Rewrite all of the records below, replacing "whereabouts" with "where exactly" wherever it occurs and leaving everything else unchanged.

● **Available records**:
'''
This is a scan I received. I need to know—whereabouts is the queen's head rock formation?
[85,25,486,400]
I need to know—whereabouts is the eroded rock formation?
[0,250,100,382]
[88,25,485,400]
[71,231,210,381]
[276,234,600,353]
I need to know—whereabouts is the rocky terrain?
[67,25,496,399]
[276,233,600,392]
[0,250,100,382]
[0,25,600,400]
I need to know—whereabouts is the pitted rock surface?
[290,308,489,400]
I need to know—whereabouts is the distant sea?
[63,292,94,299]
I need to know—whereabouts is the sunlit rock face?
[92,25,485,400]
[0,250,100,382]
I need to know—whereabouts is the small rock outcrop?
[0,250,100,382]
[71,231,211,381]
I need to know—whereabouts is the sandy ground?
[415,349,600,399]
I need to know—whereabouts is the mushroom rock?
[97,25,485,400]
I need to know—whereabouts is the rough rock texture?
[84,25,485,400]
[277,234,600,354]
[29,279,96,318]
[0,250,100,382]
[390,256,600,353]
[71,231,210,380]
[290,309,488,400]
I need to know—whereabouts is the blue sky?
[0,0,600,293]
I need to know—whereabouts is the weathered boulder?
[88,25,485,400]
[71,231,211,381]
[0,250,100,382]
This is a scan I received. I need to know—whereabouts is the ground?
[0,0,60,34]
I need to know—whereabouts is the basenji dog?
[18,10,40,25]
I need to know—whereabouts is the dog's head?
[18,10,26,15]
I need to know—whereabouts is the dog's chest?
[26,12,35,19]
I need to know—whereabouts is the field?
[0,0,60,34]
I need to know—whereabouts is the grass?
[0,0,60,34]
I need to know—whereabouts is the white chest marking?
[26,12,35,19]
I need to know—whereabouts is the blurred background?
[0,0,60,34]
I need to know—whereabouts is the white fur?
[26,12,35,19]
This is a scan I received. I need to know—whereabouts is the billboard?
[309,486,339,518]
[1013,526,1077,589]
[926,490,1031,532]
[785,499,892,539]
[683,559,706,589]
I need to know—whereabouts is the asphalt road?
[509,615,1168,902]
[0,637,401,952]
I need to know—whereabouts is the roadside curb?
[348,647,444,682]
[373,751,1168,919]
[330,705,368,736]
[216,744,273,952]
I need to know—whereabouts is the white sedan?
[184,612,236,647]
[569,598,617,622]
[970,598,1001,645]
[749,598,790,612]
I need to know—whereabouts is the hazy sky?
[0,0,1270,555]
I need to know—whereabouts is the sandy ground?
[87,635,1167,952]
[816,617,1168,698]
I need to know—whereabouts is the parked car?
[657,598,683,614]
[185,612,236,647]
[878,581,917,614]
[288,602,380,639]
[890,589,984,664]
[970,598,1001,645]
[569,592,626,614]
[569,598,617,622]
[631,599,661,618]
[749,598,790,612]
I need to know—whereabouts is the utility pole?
'''
● **Exercise response**:
This is a scan I received. I need to know—where exactly is the queen's head rock formation?
[85,25,486,400]
I need to know—where exactly is the eroded rock formation?
[0,250,100,382]
[88,25,485,400]
[71,231,210,381]
[276,234,600,353]
I need to know—where exactly is the rocky terrain?
[67,25,496,399]
[276,233,600,392]
[0,250,100,382]
[0,25,600,400]
I need to know—where exactly is the pitted rock surface?
[290,308,489,400]
I need to know—where exactly is the distant sea?
[63,292,94,299]
I need to know—where exactly is the sunlit rock face?
[92,25,485,400]
[0,250,100,382]
I need to know—where exactly is the small rock outcrop?
[0,250,100,382]
[71,231,211,381]
I need to know—where exactly is the sandy ground?
[415,349,600,399]
I need to know—where exactly is the mushroom rock?
[97,25,485,400]
I need to know—where exactly is the rough rock texture?
[84,25,485,400]
[277,234,600,354]
[29,279,96,318]
[0,250,100,382]
[390,256,600,353]
[71,231,210,380]
[290,309,488,400]
I need to know—where exactly is the blue sky?
[0,0,600,293]
I need to know—where exactly is the weathered boulder?
[88,25,485,400]
[71,231,211,381]
[0,250,100,382]
This is a scan I received. I need to know—where exactly is the ground?
[0,0,60,34]
I need to know—where exactly is the basenji dog?
[18,10,40,25]
I need to know—where exactly is the dog's head?
[18,10,26,15]
I need to know—where exactly is the dog's chest?
[26,12,35,19]
I need to know—where exactly is the field?
[0,0,60,34]
I need to know—where exactly is the grass?
[0,0,60,34]
I need to know—where exactly is the white chest marking?
[26,12,35,19]
I need to know—where exactly is the blurred background?
[0,0,60,34]
I need to know—where exactly is the white fur?
[26,12,35,19]
This is a scan I received. I need to know—where exactly is the billboard?
[309,486,339,518]
[1013,526,1077,589]
[926,490,1031,532]
[785,499,892,539]
[683,559,706,589]
I need to know—where exactly is the asphalt road?
[509,615,1168,902]
[0,637,401,952]
I need to know—where exactly is the roadside curb?
[348,647,444,682]
[373,751,1168,919]
[330,705,368,736]
[216,744,273,952]
I need to know—where exactly is the white sedan?
[184,612,236,647]
[569,598,617,622]
[970,598,1001,645]
[749,598,790,612]
I need to know—where exactly is the hazy sky?
[0,0,1270,555]
I need to know—where exactly is the sandy ground?
[87,635,1167,952]
[816,617,1168,698]
I need to know—where exactly is the parked car?
[657,598,683,614]
[185,612,236,647]
[878,581,917,614]
[288,602,380,639]
[890,589,984,664]
[970,598,1001,645]
[569,592,626,614]
[569,598,617,622]
[631,599,661,618]
[749,598,790,612]
I need to know—where exactly is the utility pole?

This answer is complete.